Job
All of the data below should be written out exactly.

Record excerpts
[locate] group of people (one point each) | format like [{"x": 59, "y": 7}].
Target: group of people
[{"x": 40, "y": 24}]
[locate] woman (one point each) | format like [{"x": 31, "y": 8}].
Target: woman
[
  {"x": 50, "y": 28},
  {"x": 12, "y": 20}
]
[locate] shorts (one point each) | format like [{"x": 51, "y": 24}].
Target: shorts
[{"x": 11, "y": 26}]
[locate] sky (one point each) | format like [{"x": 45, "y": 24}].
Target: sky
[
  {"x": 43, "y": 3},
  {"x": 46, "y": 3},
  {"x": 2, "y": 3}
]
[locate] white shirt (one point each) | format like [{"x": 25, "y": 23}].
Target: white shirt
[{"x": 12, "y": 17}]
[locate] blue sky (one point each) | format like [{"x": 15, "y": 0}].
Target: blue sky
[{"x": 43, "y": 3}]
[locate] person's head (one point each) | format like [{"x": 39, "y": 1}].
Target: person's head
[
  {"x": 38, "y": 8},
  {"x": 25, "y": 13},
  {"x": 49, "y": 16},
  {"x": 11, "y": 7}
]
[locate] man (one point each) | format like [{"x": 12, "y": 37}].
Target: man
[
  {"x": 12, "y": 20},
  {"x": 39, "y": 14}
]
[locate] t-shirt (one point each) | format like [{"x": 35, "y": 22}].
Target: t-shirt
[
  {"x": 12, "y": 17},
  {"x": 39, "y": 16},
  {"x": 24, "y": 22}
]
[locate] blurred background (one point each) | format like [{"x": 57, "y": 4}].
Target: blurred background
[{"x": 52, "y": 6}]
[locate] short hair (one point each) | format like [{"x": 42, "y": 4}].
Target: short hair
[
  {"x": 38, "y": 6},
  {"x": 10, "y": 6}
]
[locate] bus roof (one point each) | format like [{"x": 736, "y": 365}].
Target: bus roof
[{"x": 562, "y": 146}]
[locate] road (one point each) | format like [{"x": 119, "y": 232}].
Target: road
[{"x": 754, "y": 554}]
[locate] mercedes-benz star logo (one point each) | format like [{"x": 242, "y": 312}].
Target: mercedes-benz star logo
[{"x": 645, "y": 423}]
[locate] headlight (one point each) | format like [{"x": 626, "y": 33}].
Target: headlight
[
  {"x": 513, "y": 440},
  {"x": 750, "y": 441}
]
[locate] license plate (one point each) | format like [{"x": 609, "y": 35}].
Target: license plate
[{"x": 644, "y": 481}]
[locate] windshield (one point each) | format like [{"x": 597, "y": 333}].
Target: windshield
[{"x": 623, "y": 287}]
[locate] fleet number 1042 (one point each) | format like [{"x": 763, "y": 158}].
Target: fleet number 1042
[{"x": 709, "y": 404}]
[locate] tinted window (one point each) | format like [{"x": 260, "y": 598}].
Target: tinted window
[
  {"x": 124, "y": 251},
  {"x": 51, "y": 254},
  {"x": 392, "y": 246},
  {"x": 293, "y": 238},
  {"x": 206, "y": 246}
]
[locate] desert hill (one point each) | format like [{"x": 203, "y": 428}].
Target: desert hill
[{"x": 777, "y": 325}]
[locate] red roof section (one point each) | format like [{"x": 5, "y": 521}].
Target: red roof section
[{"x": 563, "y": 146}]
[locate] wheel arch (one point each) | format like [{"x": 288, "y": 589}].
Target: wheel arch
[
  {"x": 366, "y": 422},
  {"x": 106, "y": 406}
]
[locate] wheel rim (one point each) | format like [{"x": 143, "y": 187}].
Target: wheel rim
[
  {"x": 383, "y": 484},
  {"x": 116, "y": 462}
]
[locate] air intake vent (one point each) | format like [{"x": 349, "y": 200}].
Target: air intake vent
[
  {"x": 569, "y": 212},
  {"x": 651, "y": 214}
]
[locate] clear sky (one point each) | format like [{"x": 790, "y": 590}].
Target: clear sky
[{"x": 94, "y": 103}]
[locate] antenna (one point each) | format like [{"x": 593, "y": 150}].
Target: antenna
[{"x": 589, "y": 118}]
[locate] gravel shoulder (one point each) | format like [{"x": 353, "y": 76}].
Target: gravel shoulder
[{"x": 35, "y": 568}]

Worked answer
[locate] group of people (one point each) | format like [{"x": 59, "y": 7}].
Target: group of people
[{"x": 40, "y": 24}]
[locate] woman (one point each) | format like [{"x": 31, "y": 8}].
Target: woman
[
  {"x": 50, "y": 28},
  {"x": 12, "y": 20}
]
[locate] shorts (one point each) | format like [{"x": 51, "y": 24}].
Target: shorts
[{"x": 11, "y": 26}]
[locate] sky (one point each) | format like [{"x": 45, "y": 24}].
Target: sky
[
  {"x": 43, "y": 3},
  {"x": 46, "y": 3},
  {"x": 2, "y": 3}
]
[locate] white shirt (one point each) | format like [{"x": 25, "y": 23}].
Target: white shirt
[{"x": 12, "y": 17}]
[locate] blue sky (one point each) | format like [{"x": 15, "y": 0}].
Target: blue sky
[{"x": 43, "y": 3}]
[locate] person's head (one point each) | format like [{"x": 39, "y": 1}].
Target: person's head
[
  {"x": 38, "y": 8},
  {"x": 25, "y": 13},
  {"x": 49, "y": 16},
  {"x": 11, "y": 7}
]
[locate] man (one point each) | format like [{"x": 12, "y": 37}].
Target: man
[
  {"x": 12, "y": 20},
  {"x": 39, "y": 14}
]
[locate] t-shirt (one point each) | format like [{"x": 35, "y": 22}].
Target: t-shirt
[
  {"x": 12, "y": 17},
  {"x": 39, "y": 16},
  {"x": 24, "y": 22}
]
[locate] blurred background (one point each) | format like [{"x": 57, "y": 4}].
Target: blurred background
[{"x": 52, "y": 6}]
[locate] short hair (one point each) | format like [{"x": 42, "y": 4}].
Target: short hair
[
  {"x": 38, "y": 6},
  {"x": 10, "y": 6}
]
[locate] bus roof (one point each) | format like [{"x": 736, "y": 365}].
Target: bus roof
[{"x": 562, "y": 146}]
[locate] road (one point each) | format like [{"x": 119, "y": 232}].
Target: road
[{"x": 754, "y": 554}]
[locate] mercedes-benz star logo (one point each) | format like [{"x": 242, "y": 312}].
Target: mercedes-benz star logo
[{"x": 645, "y": 423}]
[locate] headlight (one point each) | format like [{"x": 626, "y": 33}].
Target: headlight
[
  {"x": 513, "y": 440},
  {"x": 750, "y": 441}
]
[locate] license plate (one point each) | format like [{"x": 609, "y": 35}].
Target: license plate
[{"x": 644, "y": 481}]
[locate] windshield (one point each) | format like [{"x": 597, "y": 333}].
Target: windshield
[{"x": 623, "y": 287}]
[locate] fleet number 1042 (one point each) | format like [{"x": 763, "y": 158}].
Target: fleet number 1042
[{"x": 709, "y": 404}]
[locate] tinted window (one point each) | format like [{"x": 260, "y": 598}].
Target: tinted window
[
  {"x": 124, "y": 251},
  {"x": 51, "y": 254},
  {"x": 392, "y": 246},
  {"x": 293, "y": 238},
  {"x": 206, "y": 246}
]
[locate] desert hill (one point each) | format like [{"x": 203, "y": 428}].
Target: desert hill
[{"x": 777, "y": 325}]
[locate] red roof section (one point each) | format like [{"x": 5, "y": 521}].
Target: red roof section
[{"x": 563, "y": 146}]
[locate] wheel arch (one point each) | format like [{"x": 288, "y": 589}].
Target: wheel arch
[
  {"x": 366, "y": 422},
  {"x": 106, "y": 406}
]
[locate] wheel rim (one point each) | format like [{"x": 143, "y": 187}].
Target: wheel rim
[
  {"x": 383, "y": 484},
  {"x": 116, "y": 462}
]
[locate] air intake vent (one point each) | format like [{"x": 349, "y": 200}].
Target: air intake vent
[
  {"x": 569, "y": 212},
  {"x": 651, "y": 214}
]
[locate] clear sky (one point each) | format like [{"x": 790, "y": 590}].
Target: clear sky
[{"x": 94, "y": 103}]
[locate] antenna (one point each) | format like [{"x": 593, "y": 150}].
Target: antenna
[{"x": 589, "y": 118}]
[locate] gravel shoulder (one point each) | format like [{"x": 353, "y": 76}].
Target: gravel shoulder
[{"x": 35, "y": 568}]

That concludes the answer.